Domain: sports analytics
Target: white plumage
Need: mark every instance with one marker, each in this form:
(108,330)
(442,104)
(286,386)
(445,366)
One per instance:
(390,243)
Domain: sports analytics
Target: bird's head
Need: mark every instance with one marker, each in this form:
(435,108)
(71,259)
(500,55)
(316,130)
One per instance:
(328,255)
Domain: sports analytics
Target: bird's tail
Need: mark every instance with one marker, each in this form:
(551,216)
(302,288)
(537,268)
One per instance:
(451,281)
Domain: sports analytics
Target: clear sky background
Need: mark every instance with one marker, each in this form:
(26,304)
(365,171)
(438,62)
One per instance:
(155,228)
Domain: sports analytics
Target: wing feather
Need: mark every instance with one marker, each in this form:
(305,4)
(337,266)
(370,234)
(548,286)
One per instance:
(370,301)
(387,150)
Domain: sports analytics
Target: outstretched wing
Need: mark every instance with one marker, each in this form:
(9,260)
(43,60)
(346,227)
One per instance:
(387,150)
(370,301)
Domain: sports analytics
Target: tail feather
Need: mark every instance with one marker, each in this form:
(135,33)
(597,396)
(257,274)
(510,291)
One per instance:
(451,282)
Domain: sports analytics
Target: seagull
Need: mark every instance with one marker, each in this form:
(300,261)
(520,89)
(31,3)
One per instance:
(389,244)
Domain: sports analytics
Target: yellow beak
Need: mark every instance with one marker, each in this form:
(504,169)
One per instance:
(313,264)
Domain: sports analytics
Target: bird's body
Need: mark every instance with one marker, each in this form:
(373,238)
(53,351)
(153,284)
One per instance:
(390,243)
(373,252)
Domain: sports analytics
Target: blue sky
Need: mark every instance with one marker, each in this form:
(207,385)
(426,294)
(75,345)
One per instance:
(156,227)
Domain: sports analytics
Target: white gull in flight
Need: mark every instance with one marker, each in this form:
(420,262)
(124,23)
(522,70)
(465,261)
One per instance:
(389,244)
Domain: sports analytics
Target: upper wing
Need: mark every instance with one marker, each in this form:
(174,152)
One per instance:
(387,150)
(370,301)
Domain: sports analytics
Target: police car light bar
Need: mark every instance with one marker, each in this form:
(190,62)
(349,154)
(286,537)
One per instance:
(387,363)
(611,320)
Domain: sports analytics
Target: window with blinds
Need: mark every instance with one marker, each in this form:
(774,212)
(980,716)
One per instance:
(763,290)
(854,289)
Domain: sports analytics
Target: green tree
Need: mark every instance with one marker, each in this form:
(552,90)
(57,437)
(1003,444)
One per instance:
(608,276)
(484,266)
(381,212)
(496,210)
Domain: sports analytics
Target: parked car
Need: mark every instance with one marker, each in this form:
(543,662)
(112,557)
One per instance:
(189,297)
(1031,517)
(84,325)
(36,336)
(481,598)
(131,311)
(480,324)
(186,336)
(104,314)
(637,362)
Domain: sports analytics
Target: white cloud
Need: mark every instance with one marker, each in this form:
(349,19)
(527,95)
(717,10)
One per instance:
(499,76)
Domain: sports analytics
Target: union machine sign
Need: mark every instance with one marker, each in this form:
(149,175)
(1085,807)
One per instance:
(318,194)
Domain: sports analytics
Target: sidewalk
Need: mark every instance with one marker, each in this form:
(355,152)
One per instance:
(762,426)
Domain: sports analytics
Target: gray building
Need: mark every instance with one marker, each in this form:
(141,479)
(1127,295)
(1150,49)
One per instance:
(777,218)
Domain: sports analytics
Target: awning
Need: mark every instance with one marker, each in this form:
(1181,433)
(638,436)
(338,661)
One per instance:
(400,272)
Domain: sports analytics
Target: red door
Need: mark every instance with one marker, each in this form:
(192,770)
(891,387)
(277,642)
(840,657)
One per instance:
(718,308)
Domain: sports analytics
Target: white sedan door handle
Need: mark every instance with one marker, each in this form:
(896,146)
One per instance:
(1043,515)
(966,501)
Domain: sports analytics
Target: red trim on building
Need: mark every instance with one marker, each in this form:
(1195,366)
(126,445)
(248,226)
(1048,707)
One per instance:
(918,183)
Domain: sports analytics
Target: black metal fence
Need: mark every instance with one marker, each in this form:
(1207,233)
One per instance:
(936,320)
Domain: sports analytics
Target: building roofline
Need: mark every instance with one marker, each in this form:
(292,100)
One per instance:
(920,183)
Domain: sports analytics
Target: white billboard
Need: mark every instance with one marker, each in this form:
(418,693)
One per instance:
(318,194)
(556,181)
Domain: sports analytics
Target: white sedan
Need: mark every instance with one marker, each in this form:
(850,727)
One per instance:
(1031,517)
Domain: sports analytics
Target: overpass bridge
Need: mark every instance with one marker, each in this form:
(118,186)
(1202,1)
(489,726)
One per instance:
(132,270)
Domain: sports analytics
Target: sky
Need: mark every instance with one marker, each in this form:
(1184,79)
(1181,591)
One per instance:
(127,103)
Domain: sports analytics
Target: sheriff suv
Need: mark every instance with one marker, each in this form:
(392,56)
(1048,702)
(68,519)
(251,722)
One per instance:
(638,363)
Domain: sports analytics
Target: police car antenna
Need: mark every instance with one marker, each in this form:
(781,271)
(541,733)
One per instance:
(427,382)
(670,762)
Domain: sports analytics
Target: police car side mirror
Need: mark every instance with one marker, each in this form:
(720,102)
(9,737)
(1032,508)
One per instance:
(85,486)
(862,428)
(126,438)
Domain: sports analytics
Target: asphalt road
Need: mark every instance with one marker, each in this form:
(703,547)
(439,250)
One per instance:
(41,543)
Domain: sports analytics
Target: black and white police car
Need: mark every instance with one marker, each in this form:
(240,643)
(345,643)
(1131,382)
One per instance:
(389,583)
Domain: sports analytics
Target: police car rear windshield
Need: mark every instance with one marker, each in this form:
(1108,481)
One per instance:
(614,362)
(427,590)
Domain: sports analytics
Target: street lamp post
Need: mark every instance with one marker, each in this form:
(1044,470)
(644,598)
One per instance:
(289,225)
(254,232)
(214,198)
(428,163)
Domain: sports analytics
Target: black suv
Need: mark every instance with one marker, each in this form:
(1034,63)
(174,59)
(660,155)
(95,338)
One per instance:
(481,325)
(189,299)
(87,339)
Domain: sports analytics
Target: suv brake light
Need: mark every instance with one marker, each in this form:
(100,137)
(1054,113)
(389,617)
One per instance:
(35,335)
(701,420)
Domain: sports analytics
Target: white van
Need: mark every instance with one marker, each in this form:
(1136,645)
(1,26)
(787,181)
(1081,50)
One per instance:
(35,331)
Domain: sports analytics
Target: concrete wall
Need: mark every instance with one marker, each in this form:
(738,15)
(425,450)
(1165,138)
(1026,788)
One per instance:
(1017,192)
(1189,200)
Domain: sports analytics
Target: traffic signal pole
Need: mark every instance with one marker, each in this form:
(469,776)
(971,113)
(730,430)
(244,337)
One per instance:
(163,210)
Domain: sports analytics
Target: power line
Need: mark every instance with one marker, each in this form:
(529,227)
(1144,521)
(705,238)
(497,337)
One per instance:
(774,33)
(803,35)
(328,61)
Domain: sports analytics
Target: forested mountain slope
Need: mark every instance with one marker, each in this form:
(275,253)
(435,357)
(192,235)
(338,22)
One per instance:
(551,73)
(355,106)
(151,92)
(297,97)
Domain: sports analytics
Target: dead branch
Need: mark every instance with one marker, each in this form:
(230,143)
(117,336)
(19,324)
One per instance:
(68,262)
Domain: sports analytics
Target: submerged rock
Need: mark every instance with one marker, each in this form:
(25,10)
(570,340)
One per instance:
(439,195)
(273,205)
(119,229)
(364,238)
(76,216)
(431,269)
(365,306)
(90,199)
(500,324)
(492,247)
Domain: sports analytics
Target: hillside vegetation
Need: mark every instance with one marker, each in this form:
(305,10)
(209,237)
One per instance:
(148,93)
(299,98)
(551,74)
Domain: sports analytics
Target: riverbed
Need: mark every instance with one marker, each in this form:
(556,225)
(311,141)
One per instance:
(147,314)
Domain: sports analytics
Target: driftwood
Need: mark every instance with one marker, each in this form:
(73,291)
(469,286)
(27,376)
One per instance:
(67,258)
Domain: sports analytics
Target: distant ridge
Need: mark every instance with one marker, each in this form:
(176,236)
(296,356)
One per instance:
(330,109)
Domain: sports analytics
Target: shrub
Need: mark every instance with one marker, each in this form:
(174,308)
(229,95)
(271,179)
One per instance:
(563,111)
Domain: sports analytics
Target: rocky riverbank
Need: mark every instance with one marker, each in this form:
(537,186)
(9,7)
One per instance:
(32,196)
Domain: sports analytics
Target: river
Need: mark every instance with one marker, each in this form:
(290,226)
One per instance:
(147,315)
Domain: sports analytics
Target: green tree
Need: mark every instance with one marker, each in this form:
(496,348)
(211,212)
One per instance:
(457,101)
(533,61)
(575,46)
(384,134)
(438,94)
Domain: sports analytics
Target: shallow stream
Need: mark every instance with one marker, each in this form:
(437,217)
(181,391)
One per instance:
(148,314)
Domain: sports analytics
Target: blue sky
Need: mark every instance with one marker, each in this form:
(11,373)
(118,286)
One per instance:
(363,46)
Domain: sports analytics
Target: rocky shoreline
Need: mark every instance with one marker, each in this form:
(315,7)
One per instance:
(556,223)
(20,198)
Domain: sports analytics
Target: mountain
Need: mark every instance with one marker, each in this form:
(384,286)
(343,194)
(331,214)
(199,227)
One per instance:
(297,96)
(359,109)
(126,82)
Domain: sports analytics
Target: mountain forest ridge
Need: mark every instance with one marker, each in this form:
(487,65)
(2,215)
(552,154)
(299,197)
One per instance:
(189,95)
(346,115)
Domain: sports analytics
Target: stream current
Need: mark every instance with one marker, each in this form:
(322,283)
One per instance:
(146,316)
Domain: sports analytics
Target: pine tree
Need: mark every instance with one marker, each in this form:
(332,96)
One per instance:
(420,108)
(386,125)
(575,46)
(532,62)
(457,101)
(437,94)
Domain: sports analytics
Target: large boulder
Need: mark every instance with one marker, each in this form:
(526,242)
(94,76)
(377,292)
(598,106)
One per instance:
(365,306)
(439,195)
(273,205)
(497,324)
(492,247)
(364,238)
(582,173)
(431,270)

━━━

Identify every line in the listing above that contains the word "wing", and copy each such line in full. Case counts, so match the word only where its capitalization is the same.

Target: wing feather
Target: outstretched wing
Target: upper wing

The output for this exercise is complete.